Paginafragment:

In dit onderdeel worden de instellingen en eigenschappen van de verschillende betaalmethoden vastgelegd. De beschikbare methoden worden voorgeschreven door het programma; u kunt zelf geen methoden aanmaken of verwijderen. De betaalmethoden worden gebruikt bij het verwerken van betalingen van verkoopfacturen.
Bij iedere betaalmethode legt u een aantal instellingen vast.
Naam: de naam van de betaalmethode.
Betaalwijzen: de omschrijvingen van de betaalwijzen in de betaalmethode. Iedere omschrijving moet overeenkomen met één van de tekstregels in de keuzelijst voor de betaalwijze in Facturen. Gebruikt u deze keuzelijst ook voor andere talen, neem de betaalwijzen in de andere talen dan ook op in de omschrijvingen, gescheiden door puntkomma's, bijvoorbeeld: contant;cash;a contant
Actief: geeft aan of de betaalmethode moet worden opgenomen in het betaalvenster bij facturen.
Contant: geeft aan of het een contante betaalmethode betreft, dwz. of het bedrag meteen als betaald moet worden beschouwd.
In kladkasboek: geeft aan of bij gebruik van de betaalmethode het bijbehorende bedrag ook in een kladkasboek moet worden geboekt.

Beschikbare gegevens:
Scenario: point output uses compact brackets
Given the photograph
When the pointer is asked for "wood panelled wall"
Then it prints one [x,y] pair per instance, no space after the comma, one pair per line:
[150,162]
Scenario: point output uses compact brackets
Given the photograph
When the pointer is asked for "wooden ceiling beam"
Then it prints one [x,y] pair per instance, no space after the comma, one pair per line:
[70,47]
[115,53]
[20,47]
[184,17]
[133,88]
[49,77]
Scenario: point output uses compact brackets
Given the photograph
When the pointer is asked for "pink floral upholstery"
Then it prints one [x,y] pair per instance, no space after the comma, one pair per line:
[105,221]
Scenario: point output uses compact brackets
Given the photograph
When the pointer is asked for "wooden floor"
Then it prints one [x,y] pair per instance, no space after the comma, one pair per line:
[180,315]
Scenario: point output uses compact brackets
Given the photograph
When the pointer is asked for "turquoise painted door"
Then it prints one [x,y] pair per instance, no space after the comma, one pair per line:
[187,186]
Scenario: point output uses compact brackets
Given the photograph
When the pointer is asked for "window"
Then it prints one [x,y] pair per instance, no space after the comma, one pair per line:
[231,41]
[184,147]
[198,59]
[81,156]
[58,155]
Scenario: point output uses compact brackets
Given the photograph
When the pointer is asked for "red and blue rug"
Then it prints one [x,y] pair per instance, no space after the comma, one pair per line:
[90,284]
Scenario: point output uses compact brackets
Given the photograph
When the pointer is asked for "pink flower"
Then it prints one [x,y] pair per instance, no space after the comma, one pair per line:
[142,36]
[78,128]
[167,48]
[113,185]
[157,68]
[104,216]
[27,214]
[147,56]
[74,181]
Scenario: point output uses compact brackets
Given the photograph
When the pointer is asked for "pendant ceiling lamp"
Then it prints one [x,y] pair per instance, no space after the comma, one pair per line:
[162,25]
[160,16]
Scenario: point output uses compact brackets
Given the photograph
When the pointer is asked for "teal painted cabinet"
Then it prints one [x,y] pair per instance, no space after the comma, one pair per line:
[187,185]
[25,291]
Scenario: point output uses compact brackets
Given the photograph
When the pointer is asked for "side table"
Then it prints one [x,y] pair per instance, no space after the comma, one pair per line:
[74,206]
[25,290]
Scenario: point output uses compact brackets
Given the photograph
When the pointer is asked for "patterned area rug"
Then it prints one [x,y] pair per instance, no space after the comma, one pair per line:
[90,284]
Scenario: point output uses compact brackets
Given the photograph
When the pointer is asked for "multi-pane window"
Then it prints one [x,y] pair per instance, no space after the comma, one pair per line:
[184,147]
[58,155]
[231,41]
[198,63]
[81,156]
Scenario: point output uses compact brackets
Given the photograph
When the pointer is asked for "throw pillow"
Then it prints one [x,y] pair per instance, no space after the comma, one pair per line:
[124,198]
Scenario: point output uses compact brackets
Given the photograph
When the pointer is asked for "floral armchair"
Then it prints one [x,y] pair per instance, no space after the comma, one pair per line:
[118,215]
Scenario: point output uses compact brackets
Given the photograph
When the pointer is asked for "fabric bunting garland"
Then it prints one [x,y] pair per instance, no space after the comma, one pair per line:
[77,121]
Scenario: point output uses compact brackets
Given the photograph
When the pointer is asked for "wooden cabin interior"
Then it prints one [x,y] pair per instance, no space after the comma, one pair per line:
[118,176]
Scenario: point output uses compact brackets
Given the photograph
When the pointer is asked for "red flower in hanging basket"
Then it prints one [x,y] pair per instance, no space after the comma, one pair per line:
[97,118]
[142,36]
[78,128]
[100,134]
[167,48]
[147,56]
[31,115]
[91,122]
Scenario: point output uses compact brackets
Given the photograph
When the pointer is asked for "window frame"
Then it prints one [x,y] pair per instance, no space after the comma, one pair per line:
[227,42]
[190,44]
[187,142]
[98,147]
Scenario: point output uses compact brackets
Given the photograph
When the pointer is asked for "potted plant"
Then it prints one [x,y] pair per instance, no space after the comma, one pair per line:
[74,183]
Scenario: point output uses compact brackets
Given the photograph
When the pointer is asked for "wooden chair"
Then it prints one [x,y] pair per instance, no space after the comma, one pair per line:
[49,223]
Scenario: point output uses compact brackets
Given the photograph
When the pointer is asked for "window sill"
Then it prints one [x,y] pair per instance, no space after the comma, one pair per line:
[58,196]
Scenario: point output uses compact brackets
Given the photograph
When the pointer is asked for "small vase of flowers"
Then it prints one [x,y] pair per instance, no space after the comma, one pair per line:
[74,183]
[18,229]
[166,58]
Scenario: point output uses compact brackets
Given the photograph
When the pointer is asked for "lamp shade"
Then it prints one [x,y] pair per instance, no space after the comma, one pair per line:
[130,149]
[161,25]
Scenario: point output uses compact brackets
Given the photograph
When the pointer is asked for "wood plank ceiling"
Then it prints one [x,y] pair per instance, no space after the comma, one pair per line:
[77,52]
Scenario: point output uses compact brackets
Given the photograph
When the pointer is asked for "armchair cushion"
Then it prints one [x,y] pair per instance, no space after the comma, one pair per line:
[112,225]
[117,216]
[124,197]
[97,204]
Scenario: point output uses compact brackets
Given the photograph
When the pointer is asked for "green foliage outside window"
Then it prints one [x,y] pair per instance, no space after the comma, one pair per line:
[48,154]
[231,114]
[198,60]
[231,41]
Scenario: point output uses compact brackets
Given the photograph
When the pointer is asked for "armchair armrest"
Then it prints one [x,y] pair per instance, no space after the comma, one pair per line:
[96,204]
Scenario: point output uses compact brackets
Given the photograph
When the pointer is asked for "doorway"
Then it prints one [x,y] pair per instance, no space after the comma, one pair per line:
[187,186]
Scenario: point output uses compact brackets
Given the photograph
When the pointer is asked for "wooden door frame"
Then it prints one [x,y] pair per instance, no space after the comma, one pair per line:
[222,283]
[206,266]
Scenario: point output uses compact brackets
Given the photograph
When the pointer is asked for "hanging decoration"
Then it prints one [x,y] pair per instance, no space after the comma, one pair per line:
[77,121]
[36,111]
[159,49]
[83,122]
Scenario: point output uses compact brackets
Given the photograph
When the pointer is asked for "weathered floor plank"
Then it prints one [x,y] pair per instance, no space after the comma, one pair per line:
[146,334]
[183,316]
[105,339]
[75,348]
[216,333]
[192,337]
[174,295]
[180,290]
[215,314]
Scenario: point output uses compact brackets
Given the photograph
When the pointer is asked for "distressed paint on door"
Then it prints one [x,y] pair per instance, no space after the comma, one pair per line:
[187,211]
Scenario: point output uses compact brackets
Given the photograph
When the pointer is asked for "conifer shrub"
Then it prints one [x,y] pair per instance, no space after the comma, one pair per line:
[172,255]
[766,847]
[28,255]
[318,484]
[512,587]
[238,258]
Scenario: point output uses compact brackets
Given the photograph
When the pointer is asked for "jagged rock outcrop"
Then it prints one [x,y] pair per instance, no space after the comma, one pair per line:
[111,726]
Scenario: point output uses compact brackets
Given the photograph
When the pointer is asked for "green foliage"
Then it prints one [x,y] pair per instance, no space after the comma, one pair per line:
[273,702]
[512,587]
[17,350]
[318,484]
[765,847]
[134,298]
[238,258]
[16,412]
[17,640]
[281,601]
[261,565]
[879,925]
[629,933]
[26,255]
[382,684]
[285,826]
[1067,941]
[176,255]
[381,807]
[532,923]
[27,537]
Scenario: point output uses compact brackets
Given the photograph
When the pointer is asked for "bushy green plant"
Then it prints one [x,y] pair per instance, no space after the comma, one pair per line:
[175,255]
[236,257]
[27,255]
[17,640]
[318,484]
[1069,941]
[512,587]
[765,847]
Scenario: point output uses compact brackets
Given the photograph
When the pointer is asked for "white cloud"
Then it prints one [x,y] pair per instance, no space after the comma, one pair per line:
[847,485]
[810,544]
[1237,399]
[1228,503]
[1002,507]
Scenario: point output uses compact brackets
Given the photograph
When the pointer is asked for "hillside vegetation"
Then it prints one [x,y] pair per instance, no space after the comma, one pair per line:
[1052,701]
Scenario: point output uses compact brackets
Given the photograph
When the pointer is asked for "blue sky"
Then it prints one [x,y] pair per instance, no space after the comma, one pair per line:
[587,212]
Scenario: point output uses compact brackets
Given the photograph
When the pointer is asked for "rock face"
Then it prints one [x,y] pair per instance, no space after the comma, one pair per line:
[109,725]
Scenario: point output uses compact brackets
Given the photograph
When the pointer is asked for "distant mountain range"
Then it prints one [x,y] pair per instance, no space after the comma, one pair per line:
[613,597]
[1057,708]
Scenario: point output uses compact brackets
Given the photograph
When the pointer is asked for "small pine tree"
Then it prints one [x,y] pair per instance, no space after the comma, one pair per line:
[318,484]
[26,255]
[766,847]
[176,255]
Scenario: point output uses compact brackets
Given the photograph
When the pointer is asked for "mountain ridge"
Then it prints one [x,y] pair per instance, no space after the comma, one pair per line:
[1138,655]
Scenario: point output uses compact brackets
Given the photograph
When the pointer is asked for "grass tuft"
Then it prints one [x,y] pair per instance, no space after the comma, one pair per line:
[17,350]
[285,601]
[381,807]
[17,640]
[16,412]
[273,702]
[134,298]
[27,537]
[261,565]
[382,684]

Met deze informatie:
1) Hoe luidt de zin "Bij iedere betaalmethode legt u een aantal instellingen vast." uit de tekst over betaalmethoden in het Engels?
2) Breid de tekst over betaalmethoden uit, te beginnen na de laatste zin.

Antwoorden per opdracht:
1) For each payment method, you specify a number of settings.

2)
Leg hier twee rekeningen vast voor het exporteren van verkoopfacturen en kasmutaties naar uw boekhoudpakket. Deze rekeningen worden alleen gebruikt in exports naar SnelStart. De grootboekrekening wordt ook toegepast bij het automatisch invullen van rekeningnummers in het kasboek.
Grootboekrekening: de rekening waarop het betaalde bedrag wordt geboekt voor de betreffende betaalmethode.
Tussenrekening: de rekening waarop dagelijks het totaal betaalde bedrag wordt geboekt voor de betreffende betaalmethode.
Leg alle wijzigingen in de betaalmethoden vast met Opslaan .
Verlaat het onderdeel met Esc of Afsluiten .
Zijn nog niet alle wijzigingen opgeslagen, dan geeft het programma een waarschuwing en krijgt u de gelegenheid dit alsnog te doen.